Definition of a Language Model

  • Now we can write the definition of a language model.
  • Definition: \(\Sigma\) is an alphabet, then a language model is a discrete distribution \(p_\mathrm{LM}\) over \(\Sigma^*\).
  • Definition: Weighted language is \(L(p_\mathrm{LM}) = \{(s, p_\mathrm{LM}(s)) \mid s \in \Sigma^* \}\).
  • We haven’t yet said how to represent such a distribution.

Global and Local Normalization

  • By definition, a language model is always tight.
  • So by non-tight language models that appear often in practice, we mean that the distribution is not normalized, so it’s technically not a language model, and “tight” acts as a non-intersective adjective.
  • These non-tight models do appear, for example, from recurrent neural networks (RNNs) trained from data.
  • Depending on whether we model the probability of the whole string or the next symbol, we can have global or local normalization.
  • BOS token is a special token that indicates the start of a sequence, so it’s gonna be \(y_0\).
  • Augmented alphabet: \(\bar{\Sigma} = \Sigma \cup \{\mathrm{EOS}\}\).
  • And also Kleene star of this set is \(\bar{\Sigma}^*\).
  • Models that are leaking probability mass to infinite sequences will be called sequence models.

Globally Normalized Language Model or Energy Model

  • Definition: Energy function \(\hat{p}: \Sigma^* \to \mathbb{R}\).

◆ **Prompt 1**
Answer the following questions about the passage on language models:
(a) Over what set is a language model defined to be a discrete distribution?
(b) What does the BOS token indicate?
(c) What will models that leak probability mass to infinite sequences be called?
◆ **Prompt 2**
State whether each statement agrees with the passage on language models, answering yes or no and quoting the words of the passage that decide it:
(a) A language model is always tight by definition.
(b) Non-tight models never arise from recurrent neural networks trained from data.
(c) The passage explains how to represent the distribution of a language model.

[Position identification records]
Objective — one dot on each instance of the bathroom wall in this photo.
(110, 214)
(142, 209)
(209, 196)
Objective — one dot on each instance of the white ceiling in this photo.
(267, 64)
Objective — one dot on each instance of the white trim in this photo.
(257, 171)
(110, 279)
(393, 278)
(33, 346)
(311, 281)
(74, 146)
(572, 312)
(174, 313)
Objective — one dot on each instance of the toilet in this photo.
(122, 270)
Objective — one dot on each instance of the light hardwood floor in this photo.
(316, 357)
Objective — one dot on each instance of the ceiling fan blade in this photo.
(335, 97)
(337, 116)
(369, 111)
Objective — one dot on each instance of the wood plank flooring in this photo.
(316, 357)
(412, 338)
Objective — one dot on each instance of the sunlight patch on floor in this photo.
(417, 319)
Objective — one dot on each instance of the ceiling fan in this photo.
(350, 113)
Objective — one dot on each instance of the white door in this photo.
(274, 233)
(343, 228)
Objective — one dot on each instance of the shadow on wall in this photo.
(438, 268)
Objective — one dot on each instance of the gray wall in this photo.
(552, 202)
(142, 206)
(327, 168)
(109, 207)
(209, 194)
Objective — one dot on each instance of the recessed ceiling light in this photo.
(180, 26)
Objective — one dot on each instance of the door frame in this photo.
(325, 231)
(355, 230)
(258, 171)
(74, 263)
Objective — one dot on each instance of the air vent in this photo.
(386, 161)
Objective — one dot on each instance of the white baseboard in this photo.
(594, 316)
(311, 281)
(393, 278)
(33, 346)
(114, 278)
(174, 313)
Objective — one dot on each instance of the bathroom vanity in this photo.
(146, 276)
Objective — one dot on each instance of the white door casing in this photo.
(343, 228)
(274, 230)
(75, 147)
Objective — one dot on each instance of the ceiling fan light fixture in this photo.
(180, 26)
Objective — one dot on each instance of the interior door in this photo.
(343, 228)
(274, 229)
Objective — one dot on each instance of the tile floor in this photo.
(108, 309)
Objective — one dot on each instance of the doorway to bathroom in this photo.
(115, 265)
* * *
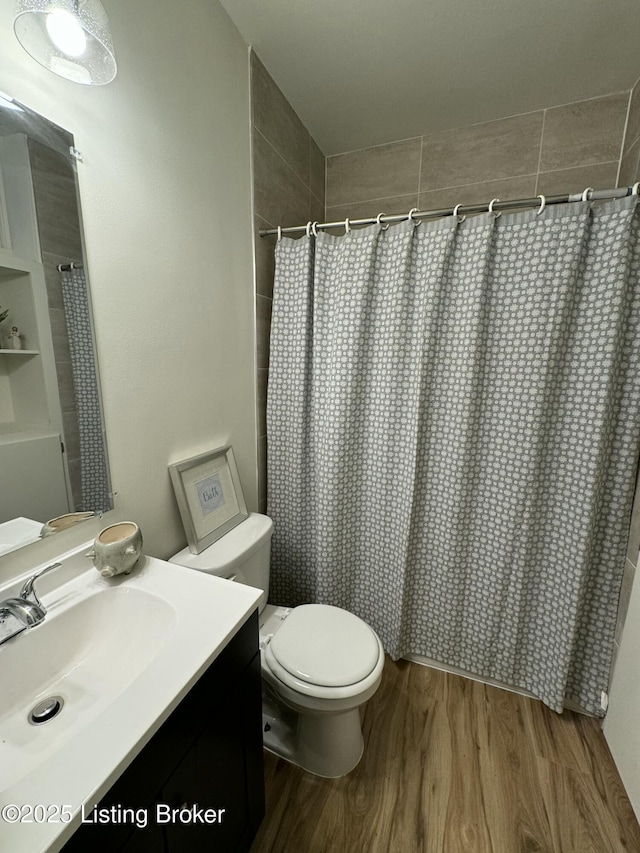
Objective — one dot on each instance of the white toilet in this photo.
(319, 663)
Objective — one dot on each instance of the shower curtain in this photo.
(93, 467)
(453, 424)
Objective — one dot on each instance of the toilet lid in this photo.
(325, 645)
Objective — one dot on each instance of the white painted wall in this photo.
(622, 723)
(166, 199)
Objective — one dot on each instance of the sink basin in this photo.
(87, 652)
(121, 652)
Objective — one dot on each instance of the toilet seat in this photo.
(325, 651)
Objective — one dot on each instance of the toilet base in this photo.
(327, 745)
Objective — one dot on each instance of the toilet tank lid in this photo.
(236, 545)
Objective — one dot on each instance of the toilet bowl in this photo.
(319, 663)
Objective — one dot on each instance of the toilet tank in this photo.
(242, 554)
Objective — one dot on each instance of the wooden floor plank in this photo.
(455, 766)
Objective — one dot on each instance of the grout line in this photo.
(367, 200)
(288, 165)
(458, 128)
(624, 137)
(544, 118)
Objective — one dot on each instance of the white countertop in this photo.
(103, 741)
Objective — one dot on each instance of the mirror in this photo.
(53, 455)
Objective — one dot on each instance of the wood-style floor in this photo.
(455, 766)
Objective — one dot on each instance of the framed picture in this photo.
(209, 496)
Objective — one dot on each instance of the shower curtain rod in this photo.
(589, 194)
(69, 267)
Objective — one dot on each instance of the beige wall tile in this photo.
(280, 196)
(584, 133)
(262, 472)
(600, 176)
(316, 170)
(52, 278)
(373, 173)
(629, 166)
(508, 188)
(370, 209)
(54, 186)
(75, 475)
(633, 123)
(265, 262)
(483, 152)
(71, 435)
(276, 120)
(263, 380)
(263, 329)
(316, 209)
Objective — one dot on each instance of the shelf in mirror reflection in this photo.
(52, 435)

◆ **Full answer 1**
(a) Over Σ*, the set of strings over the alphabet Σ.
(b) The start of a sequence; it serves as y₀.
(c) Sequence models.

◆ **Full answer 2**
(a) Yes: "By definition, a language model is always tight."
(b) No: "These non-tight models do appear, for example, from recurrent neural networks (RNNs) trained from data."
(c) No: "We haven’t yet said how to represent such a distribution."